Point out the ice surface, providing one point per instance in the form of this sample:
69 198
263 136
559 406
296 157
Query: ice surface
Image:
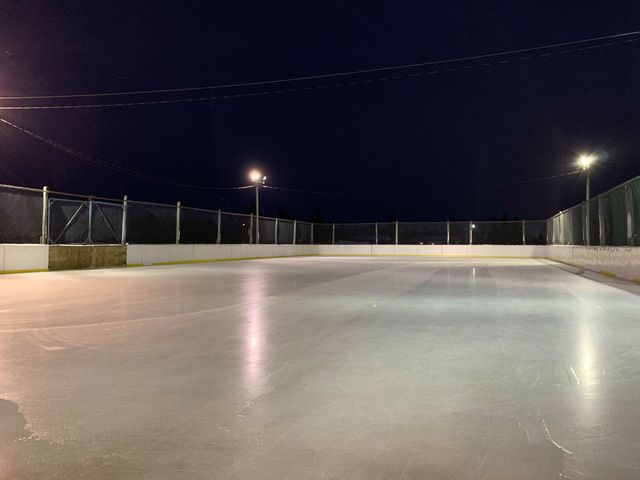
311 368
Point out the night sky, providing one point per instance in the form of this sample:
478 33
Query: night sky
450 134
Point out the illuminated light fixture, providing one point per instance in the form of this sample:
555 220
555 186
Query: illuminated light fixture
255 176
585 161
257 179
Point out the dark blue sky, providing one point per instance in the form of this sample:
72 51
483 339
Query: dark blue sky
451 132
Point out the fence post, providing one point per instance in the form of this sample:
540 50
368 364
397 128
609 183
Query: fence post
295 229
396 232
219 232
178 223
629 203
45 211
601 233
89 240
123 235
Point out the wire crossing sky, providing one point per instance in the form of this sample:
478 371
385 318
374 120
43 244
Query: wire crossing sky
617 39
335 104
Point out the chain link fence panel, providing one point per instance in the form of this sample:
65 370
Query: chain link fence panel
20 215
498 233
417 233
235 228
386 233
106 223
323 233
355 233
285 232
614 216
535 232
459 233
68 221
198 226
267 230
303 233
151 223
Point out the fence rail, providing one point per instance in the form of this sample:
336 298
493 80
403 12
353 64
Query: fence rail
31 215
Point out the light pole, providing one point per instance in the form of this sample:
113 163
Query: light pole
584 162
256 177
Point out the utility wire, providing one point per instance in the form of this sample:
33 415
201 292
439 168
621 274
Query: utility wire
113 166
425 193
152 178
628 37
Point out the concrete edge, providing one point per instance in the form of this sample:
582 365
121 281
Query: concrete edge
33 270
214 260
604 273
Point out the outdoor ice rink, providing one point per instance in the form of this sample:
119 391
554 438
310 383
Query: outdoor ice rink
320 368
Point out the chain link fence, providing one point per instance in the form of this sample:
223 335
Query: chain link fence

* * *

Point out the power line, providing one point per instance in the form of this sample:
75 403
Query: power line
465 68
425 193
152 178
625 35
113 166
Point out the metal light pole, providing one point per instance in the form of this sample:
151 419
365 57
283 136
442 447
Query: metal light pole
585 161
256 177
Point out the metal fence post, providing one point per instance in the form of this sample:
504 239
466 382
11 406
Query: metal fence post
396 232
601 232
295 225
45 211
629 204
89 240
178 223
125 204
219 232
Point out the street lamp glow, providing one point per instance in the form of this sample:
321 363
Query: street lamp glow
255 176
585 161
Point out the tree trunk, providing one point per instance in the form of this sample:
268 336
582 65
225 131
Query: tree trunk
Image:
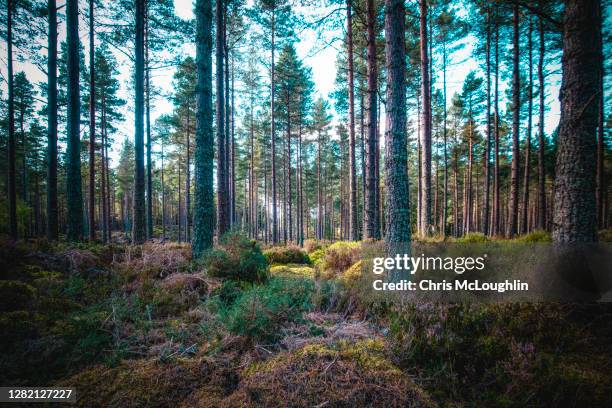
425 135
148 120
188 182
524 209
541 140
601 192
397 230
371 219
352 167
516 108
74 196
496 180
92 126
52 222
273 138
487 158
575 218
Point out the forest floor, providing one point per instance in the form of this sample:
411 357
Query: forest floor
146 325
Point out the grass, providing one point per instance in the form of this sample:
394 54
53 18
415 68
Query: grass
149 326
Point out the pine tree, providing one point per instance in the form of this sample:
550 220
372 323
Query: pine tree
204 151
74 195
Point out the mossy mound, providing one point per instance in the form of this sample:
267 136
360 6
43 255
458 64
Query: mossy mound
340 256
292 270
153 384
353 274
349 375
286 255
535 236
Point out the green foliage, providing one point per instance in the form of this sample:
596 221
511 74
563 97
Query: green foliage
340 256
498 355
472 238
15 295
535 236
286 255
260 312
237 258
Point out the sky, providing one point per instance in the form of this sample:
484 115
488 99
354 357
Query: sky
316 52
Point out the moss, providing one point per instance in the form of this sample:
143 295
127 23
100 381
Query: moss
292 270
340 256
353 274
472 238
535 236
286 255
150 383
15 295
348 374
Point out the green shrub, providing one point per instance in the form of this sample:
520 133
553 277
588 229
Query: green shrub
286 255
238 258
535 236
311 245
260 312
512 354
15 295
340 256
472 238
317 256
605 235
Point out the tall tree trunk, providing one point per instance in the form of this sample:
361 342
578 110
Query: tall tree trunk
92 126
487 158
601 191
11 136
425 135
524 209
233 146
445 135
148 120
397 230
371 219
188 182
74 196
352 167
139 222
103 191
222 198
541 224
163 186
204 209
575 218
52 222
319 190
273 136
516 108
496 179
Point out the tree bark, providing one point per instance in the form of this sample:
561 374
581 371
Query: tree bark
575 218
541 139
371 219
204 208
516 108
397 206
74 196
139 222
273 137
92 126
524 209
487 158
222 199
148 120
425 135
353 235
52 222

==

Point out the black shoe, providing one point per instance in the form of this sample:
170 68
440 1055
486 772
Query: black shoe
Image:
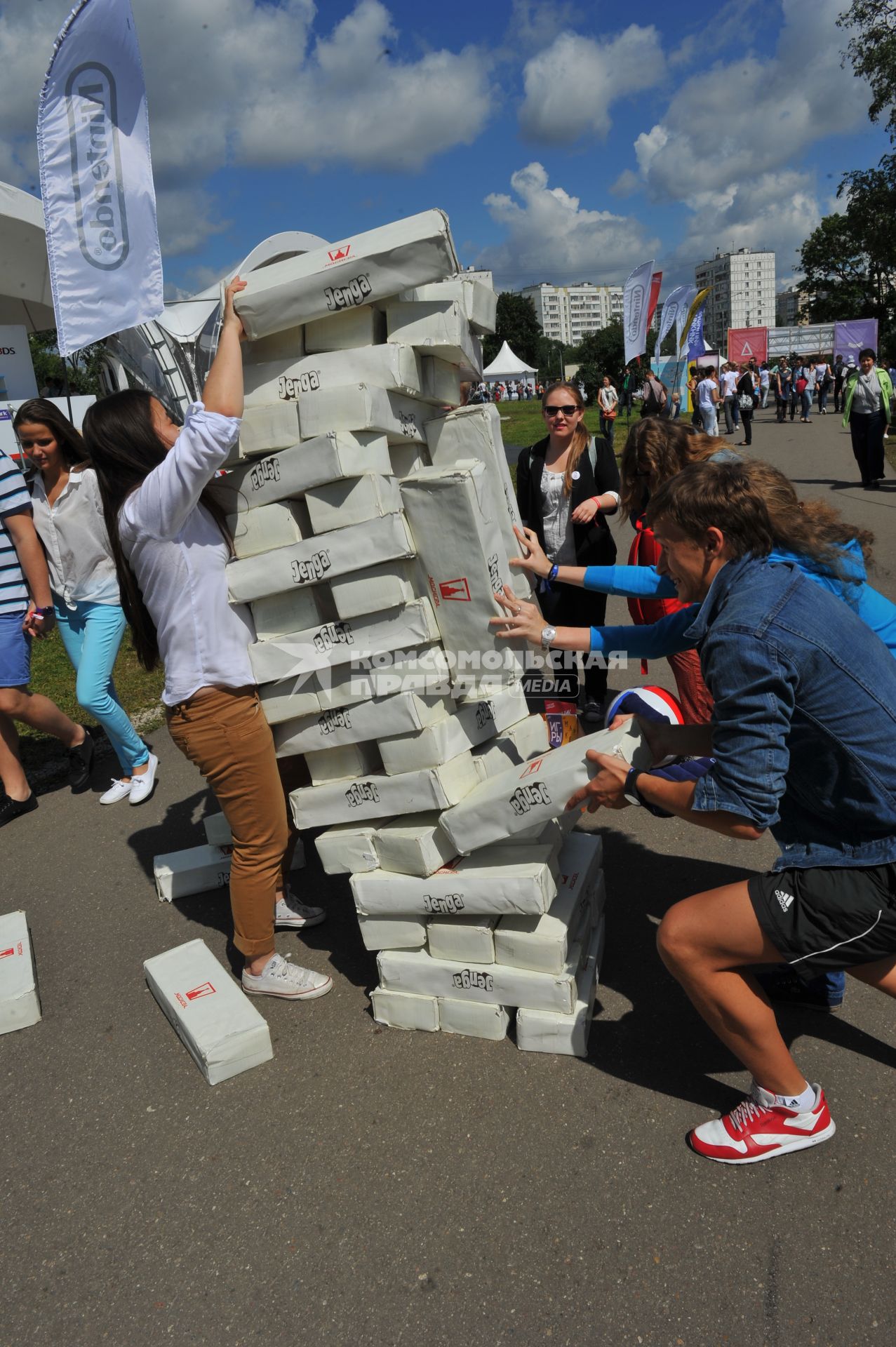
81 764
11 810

▶ **PROMPT**:
How many lines of the material above contain the string "surface"? Case counts. Reply with the number alone.

▶ **COMPLETED TASK**:
2